**Material for the task:**
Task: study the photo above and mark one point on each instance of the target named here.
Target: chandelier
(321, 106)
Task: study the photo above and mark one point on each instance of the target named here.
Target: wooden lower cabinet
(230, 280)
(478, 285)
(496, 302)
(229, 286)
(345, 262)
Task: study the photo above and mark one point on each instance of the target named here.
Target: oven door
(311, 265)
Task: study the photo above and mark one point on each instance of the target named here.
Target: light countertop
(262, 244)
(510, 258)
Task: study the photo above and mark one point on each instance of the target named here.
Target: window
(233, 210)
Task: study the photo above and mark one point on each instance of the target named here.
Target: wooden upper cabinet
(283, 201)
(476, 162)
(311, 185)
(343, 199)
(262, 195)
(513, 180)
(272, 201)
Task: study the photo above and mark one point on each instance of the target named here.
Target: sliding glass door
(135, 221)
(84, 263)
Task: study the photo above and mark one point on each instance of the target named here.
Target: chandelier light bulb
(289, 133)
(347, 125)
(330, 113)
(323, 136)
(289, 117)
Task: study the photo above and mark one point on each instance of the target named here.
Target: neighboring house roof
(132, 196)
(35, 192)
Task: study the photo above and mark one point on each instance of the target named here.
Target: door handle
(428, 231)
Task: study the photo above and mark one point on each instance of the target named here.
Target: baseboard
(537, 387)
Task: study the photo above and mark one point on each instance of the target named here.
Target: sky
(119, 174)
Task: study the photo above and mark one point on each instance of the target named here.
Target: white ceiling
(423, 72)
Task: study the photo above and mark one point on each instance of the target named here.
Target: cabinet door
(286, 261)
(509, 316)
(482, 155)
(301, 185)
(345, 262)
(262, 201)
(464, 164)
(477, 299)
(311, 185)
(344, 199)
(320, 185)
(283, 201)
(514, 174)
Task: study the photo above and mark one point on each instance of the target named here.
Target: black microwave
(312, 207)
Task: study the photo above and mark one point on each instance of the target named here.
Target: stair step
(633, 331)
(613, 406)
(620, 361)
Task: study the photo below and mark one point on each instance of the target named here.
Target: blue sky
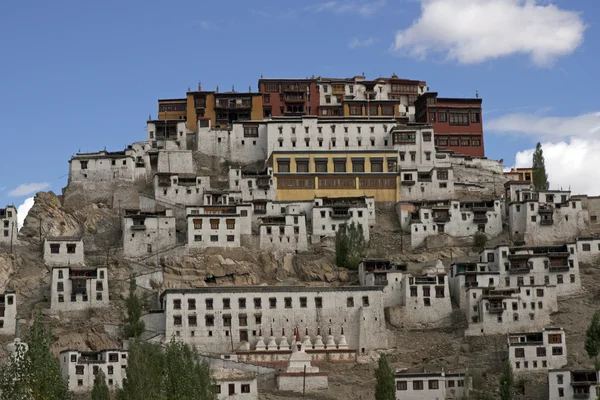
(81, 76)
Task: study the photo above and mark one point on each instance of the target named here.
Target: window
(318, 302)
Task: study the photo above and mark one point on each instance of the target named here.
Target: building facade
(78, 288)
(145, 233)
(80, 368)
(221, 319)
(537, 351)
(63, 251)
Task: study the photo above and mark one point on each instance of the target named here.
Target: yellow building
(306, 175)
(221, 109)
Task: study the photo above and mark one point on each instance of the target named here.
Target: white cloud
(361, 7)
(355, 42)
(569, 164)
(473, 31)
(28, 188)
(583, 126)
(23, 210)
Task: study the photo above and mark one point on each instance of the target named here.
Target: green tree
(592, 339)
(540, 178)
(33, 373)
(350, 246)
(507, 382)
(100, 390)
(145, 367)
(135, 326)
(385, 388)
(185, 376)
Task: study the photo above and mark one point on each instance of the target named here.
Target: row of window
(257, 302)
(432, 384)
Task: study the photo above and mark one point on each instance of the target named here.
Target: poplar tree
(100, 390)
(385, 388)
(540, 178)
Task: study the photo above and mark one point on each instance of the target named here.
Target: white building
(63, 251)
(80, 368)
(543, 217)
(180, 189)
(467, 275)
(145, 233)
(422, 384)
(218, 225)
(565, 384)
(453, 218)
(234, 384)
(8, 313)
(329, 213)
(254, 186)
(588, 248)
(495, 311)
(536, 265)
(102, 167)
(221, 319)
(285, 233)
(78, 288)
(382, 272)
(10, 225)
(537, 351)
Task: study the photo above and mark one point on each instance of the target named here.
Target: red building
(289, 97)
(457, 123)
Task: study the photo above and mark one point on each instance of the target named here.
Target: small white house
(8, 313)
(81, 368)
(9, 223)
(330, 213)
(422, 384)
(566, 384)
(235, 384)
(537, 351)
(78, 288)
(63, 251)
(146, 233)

**Description of the task:** Your task is to output exactly the lines running from the one with "Target: building facade" through the final line of the material above, with both ends included.

**Answer space:**
Target: building facade
(78, 288)
(145, 233)
(80, 368)
(221, 319)
(537, 351)
(63, 251)
Task: study the photo above and mark one point on each instance of the target named here.
Target: yellow building
(306, 175)
(221, 109)
Task: study the photo above and mark one point on each instance of the target named here.
Target: white cloud
(361, 7)
(355, 42)
(569, 164)
(473, 31)
(28, 188)
(583, 126)
(23, 210)
Task: study the photo above and mark one point on each instance of the target named here.
Target: green tree
(592, 339)
(540, 178)
(33, 373)
(350, 246)
(507, 382)
(100, 390)
(145, 367)
(135, 326)
(385, 388)
(185, 376)
Task: study the photo above and mark one point on each instance of the target named here.
Target: row of window
(257, 302)
(432, 384)
Task: study the photo above and mark one point on each instance of the target named here.
Target: poplar tree
(100, 390)
(385, 388)
(540, 178)
Task: study the photo above and mark one point on each instance of the target named here.
Target: white building
(63, 251)
(80, 368)
(543, 217)
(180, 189)
(467, 275)
(145, 233)
(422, 384)
(218, 225)
(565, 384)
(453, 218)
(234, 384)
(8, 313)
(329, 213)
(254, 186)
(588, 248)
(495, 311)
(536, 265)
(102, 167)
(221, 319)
(285, 233)
(78, 288)
(382, 272)
(10, 225)
(537, 351)
Task: study the photo above and mark one point on each instance of the target named here.
Target: red building
(289, 97)
(457, 123)
Task: study the photo above and mark one point on each instance of the target named here.
Target: small white house
(8, 313)
(81, 368)
(9, 223)
(330, 213)
(422, 384)
(566, 384)
(235, 384)
(537, 351)
(78, 288)
(63, 251)
(146, 233)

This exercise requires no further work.